### PROVIDED RECORDS ###
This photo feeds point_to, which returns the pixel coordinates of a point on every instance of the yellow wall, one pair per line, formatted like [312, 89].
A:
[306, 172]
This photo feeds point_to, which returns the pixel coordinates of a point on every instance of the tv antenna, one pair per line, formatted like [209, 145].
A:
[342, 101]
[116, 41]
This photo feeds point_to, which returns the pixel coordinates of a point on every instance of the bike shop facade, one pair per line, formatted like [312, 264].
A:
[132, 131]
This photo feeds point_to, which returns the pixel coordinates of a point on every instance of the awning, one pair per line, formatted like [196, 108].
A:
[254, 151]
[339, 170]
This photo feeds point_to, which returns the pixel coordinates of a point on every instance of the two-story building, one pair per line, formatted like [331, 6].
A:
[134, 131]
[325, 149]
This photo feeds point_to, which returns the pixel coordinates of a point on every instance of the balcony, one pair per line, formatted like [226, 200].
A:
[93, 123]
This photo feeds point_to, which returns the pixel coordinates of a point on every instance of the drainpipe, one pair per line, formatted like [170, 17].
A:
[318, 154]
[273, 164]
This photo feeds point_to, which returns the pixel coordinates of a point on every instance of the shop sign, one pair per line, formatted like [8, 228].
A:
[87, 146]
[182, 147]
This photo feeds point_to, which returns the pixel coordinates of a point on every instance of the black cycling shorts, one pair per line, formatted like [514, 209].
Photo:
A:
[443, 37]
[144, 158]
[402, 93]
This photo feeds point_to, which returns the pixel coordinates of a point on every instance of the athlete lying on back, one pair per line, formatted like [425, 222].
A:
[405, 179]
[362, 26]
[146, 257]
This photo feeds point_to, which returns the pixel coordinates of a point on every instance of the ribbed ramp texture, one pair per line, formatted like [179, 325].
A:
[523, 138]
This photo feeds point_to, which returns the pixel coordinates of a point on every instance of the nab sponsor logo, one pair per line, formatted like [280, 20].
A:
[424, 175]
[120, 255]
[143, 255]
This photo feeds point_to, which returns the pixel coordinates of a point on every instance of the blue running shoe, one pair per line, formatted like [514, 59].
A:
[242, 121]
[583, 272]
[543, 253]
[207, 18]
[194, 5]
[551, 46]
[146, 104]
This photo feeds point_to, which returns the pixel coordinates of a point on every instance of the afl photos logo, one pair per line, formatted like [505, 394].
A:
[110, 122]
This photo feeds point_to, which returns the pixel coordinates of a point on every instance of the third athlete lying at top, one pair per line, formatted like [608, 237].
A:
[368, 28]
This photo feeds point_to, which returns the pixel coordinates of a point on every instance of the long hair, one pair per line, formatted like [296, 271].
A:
###
> WHAT YOU WILL DO: If a line above holds the string "athlete", return it as it stands.

> EXERCISE SOLUTION:
This photo feeds point_to, which returns the pixel coordinates of a point on every instance of the athlete lying on back, one pair per line, formatted like [425, 222].
This photo feeds point_to, which returns the pixel coordinates of a point on every instance of the third athlete lying at top, one pair per line, formatted like [608, 237].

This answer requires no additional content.